_Given instruction:_
Render the entries below as a two-column CSV with the headers entry_text and answer, giving each entry one row. Put its text and its answer each in a single quoted field with line breaks turned into spaces, and leave the pictures out.

Entries from a point labeling set:
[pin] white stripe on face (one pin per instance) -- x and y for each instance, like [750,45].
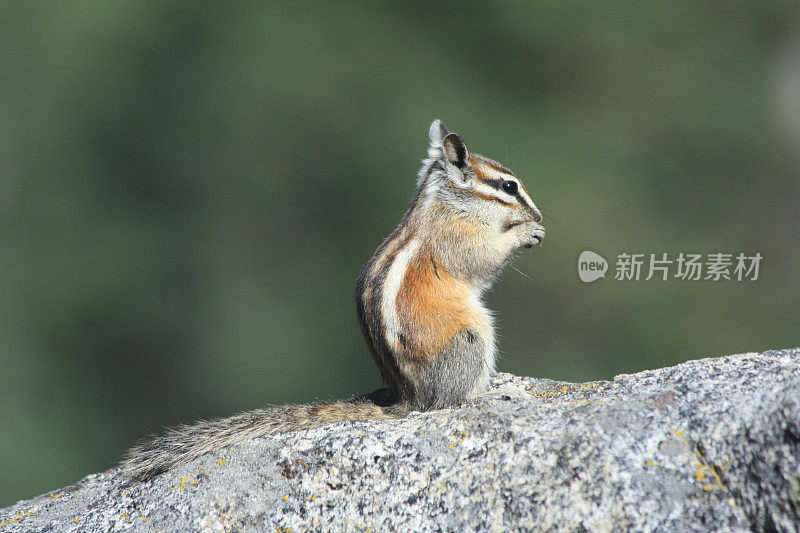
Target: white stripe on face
[496,174]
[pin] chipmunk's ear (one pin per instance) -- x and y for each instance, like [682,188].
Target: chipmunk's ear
[437,132]
[455,150]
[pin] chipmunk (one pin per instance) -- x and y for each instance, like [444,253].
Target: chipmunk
[418,301]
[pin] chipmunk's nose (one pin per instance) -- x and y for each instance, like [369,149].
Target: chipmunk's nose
[537,236]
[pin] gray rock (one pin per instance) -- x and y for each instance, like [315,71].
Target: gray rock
[712,444]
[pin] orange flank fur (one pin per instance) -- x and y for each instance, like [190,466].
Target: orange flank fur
[432,306]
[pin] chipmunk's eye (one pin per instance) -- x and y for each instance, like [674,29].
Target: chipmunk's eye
[510,187]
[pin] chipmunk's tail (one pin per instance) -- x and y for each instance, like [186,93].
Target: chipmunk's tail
[186,443]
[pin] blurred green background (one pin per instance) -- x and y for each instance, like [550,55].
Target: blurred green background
[189,190]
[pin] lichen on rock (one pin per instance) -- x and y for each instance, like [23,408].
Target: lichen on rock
[711,444]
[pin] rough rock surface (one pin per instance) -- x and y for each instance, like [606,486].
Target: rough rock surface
[712,444]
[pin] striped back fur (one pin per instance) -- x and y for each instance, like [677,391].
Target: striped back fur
[424,283]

_Exercise result:_
entry_text,answer
"[pin] white stripe on face (one pin per instance) -- x and y for each instance, like [750,45]. Target: white stripe on face","[496,174]"
"[pin] chipmunk's ear (one pin per instance) -- x and y for each instance, like [682,188]. Target: chipmunk's ear","[437,132] [455,150]"
"[pin] chipmunk (one pin per instance) -- x and y for each instance, like [444,253]. Target: chipmunk","[418,301]"
"[pin] chipmunk's nose (one pin per instance) -- x and y for each instance, like [369,149]. Target: chipmunk's nose","[537,236]"
"[pin] gray rock (one pin per instance) -- x and y for each instance, like [315,71]. Target: gray rock","[712,444]"
"[pin] orange flank fur (one pin per instance) -- x and y for each instance, like [190,466]. Target: orange flank fur","[432,306]"
"[pin] chipmunk's eye (one pin per instance) -- x and y for each instance, like [674,29]. Target: chipmunk's eye","[510,187]"
"[pin] chipmunk's tail (one pin per instance) -- x and y for each instance, like [186,93]. Target: chipmunk's tail","[186,443]"
"[pin] blurred green background (one pin per instance) -- x and y for each instance, like [550,55]. Target: blurred green background","[189,190]"
"[pin] lichen on rock (one pin per instance) -- x and y for each instance, like [23,408]. Target: lichen on rock","[711,444]"
"[pin] rough rock surface (one pin per instance) -- x and y for each instance, like [606,486]. Target: rough rock surface","[712,444]"
"[pin] striped back fur (one pin per instance) -- x and y for each instance, like [677,391]. Target: striped back fur","[424,283]"